Input data>
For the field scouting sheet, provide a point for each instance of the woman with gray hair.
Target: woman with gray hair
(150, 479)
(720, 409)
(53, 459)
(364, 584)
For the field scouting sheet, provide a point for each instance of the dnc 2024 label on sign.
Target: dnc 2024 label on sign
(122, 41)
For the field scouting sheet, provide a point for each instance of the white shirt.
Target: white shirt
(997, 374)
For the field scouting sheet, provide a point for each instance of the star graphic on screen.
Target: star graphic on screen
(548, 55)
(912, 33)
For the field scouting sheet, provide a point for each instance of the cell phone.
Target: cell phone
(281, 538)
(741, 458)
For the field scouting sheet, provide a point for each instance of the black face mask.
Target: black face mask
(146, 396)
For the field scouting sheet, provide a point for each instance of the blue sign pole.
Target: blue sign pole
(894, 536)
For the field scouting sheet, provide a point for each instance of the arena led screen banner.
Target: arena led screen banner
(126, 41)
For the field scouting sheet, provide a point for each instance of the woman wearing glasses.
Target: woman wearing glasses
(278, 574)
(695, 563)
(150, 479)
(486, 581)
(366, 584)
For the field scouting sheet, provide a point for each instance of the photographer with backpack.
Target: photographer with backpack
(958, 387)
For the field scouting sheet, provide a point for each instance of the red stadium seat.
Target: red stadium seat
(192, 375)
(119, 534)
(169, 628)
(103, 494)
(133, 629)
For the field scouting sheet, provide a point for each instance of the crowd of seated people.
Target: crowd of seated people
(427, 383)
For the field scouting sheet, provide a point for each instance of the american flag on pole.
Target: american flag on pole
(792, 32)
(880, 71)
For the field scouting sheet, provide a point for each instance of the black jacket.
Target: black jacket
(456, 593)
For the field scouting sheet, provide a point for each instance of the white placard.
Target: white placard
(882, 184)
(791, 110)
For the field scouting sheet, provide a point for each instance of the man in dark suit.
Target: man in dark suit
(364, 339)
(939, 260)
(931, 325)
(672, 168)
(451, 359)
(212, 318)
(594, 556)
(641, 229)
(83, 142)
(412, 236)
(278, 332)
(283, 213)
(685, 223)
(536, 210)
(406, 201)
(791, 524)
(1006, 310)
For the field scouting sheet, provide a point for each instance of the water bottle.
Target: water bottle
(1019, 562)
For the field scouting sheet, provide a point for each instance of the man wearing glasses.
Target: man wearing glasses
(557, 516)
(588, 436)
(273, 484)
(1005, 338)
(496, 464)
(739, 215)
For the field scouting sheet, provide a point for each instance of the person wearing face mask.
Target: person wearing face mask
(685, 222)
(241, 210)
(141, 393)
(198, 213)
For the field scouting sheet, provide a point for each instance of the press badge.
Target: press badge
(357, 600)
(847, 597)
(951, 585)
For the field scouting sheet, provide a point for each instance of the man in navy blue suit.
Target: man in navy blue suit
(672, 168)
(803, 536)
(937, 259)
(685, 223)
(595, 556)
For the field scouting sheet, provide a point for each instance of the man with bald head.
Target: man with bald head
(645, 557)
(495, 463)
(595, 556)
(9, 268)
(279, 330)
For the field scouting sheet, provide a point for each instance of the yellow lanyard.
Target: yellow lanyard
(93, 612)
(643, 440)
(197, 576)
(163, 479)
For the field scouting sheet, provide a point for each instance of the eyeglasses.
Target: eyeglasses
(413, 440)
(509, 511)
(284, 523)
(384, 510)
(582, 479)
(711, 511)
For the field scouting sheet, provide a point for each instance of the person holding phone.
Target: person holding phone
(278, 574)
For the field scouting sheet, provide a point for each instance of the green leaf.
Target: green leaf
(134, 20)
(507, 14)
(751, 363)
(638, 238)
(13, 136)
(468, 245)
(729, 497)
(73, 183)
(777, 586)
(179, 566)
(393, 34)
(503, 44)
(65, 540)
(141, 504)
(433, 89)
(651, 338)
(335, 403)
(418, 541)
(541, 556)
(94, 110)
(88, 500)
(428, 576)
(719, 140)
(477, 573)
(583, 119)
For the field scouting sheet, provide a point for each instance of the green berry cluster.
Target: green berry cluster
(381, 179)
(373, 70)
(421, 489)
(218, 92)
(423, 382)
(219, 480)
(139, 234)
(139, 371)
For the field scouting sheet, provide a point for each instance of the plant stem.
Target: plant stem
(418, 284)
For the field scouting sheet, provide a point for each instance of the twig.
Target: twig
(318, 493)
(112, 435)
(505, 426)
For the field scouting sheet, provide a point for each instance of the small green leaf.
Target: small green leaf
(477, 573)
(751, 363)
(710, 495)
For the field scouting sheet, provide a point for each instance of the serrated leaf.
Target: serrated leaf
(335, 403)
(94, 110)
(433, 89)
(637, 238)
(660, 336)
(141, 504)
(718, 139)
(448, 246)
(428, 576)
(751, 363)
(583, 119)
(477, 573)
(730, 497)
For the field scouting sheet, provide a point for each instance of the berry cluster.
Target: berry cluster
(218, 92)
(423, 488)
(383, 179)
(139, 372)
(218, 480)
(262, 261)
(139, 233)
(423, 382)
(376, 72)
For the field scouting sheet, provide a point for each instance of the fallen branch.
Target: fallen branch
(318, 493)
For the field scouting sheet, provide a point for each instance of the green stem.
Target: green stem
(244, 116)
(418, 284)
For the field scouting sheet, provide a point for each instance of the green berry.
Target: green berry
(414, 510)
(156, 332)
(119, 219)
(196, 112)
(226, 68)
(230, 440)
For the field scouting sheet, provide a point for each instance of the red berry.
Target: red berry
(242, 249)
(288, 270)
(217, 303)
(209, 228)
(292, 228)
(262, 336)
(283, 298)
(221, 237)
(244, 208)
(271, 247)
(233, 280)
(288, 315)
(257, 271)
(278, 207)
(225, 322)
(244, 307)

What you are asked to do> Working from the material above, retype it in its entirety without change.

The answer>
For the field scouting sheet, provide a point for each instance of the woman with gray hair.
Target: woman with gray hair
(150, 479)
(720, 409)
(53, 459)
(364, 584)
For the field scouting sheet, provide a point for each instance of the dnc 2024 label on sign.
Target: dnc 2024 label on sign
(122, 41)
For the field scouting sheet, provide a point for each instance of the white shirt.
Target: white shirt
(997, 374)
For the field scouting sheet, provide a point for each instance of the star graphic on screen.
Target: star graphic on screen
(548, 55)
(912, 33)
For the field scouting sheet, provide a point for each instance of the cell phone.
Target: cell phone
(281, 538)
(741, 458)
For the field scouting sheet, provide a point for each instance of the black face mask.
Target: black face mask
(146, 396)
For the field scouting sheet, provide a point for each instance of the blue sign pole.
Target: blue sign pole
(894, 536)
For the field scouting sheet, provide a point for each instance of the arena led screen banner.
Target: arena led screen banner
(126, 41)
For the field scouting sheet, provide a point for each instance of the woman wearing glasses.
Target: woman wearing glasses
(278, 574)
(695, 563)
(150, 479)
(486, 581)
(366, 584)
For the field scouting sheet, provide a point for each instance of the photographer with backpack.
Target: photographer with backpack
(958, 387)
For the field scouting sheet, provide a point for each instance of the red stadium seat.
Target: red stadium seat
(192, 375)
(119, 534)
(169, 628)
(103, 494)
(133, 629)
For the field scouting sheet, provide a point for each instance of the crowd of seated people.
Target: crowd of seated people
(427, 383)
For the field scouting sheet, provide a point for each instance of the american flag on pole.
Target: american flag on pole
(792, 32)
(880, 71)
For the field scouting sheet, provide a point for each instance of the black jacket.
Target: black jacket
(456, 593)
For the field scouting sheet, provide a point for each instance of the white placard.
Target: white placard
(882, 184)
(791, 110)
For the field scouting sheet, provide a point for each instance of the man in dark suit.
Target: man in dark suit
(364, 339)
(939, 260)
(931, 325)
(672, 168)
(451, 359)
(212, 318)
(594, 556)
(641, 229)
(83, 142)
(412, 236)
(278, 332)
(283, 213)
(685, 223)
(536, 210)
(406, 201)
(791, 524)
(1006, 310)
For the field scouting sheet, provide a point for each instance of the water bottle.
Target: water bottle
(1019, 562)
For the field scouting sheet, provide a point for each instance of the man wearing glasses.
Target: man wearing glasses
(557, 516)
(588, 436)
(273, 484)
(1005, 338)
(496, 464)
(739, 215)
For the field scouting sheet, provide a point for each instance of the person wearing face mask.
Target: person wearing face mask
(685, 222)
(241, 210)
(141, 393)
(198, 213)
For the field scouting sheet, provide a point for each instance of the press badge.
Target: press badge
(357, 600)
(847, 597)
(951, 585)
For the field scouting sheet, provide a point for each instance of the man in navy blue suit.
Target: man in navy blue suit
(672, 168)
(803, 536)
(937, 259)
(685, 223)
(595, 556)
For the field scouting sheet, provide a point for each instance of the man with bald head.
Target: man with bald head
(645, 557)
(495, 463)
(595, 556)
(9, 268)
(279, 330)
For the field scouting sheet, provide a point for each instance of the yellow lanyard.
Target: yellow lanyard
(93, 612)
(643, 440)
(197, 576)
(163, 479)
For the field scouting sheet, provide a point for each instance of the eyeglasses.
Target: eyeglasses
(413, 440)
(509, 511)
(284, 523)
(384, 510)
(582, 479)
(711, 511)
For the field scouting sheet, provide a point for each instance of the person holding phone.
Target: person holding phone
(278, 574)
For the field scouting sheet, provide a point for each instance of the green leaf.
Target: green leaf
(134, 20)
(507, 14)
(751, 363)
(638, 238)
(13, 136)
(468, 245)
(729, 497)
(73, 183)
(777, 586)
(179, 566)
(393, 34)
(503, 44)
(65, 540)
(141, 504)
(433, 89)
(651, 338)
(335, 403)
(418, 541)
(541, 556)
(94, 110)
(88, 500)
(428, 576)
(719, 140)
(477, 573)
(583, 119)
For the field scouting sheet, provide a point for each instance of the green berry cluster.
Target: green berry cluster
(381, 179)
(373, 70)
(421, 489)
(218, 92)
(423, 382)
(219, 480)
(139, 234)
(139, 371)
For the field scouting sheet, provide a point for each instance of the plant stem.
Target: plant stem
(418, 284)
For the field scouting sheet, provide a point for each instance of the twig.
Target: twig
(318, 493)
(112, 435)
(505, 426)
For the field scouting sheet, provide a point for each instance of the small green leaf.
Target: small green leaf
(477, 573)
(751, 363)
(710, 495)
For the field scouting sheet, provide a point for each instance of the serrated leaf.
Target: serrated leaf
(335, 403)
(94, 110)
(433, 89)
(637, 238)
(660, 336)
(141, 504)
(718, 139)
(448, 246)
(428, 576)
(751, 363)
(583, 119)
(477, 573)
(730, 497)
For the field scouting sheet, provide a point for each instance of the berry cluster.
Target: berry cluster
(218, 92)
(423, 488)
(383, 179)
(139, 372)
(218, 480)
(262, 261)
(139, 233)
(423, 382)
(376, 72)
For the field scouting sheet, provide a point for each instance of the fallen branch.
Target: fallen branch
(318, 493)
For the field scouting sheet, provide a point for each instance of the green stem.
Target: green stem
(244, 116)
(418, 284)
For the field scouting sheet, provide a point for each instance of the green berry.
Target: green berry
(414, 510)
(156, 332)
(119, 219)
(196, 112)
(226, 68)
(230, 440)
For the field scouting sheet, provide a point for each instance of the red berry.
Target: red berry
(242, 249)
(288, 270)
(217, 303)
(209, 228)
(292, 228)
(262, 336)
(283, 298)
(221, 237)
(244, 208)
(271, 247)
(233, 280)
(288, 315)
(257, 271)
(278, 207)
(225, 322)
(244, 307)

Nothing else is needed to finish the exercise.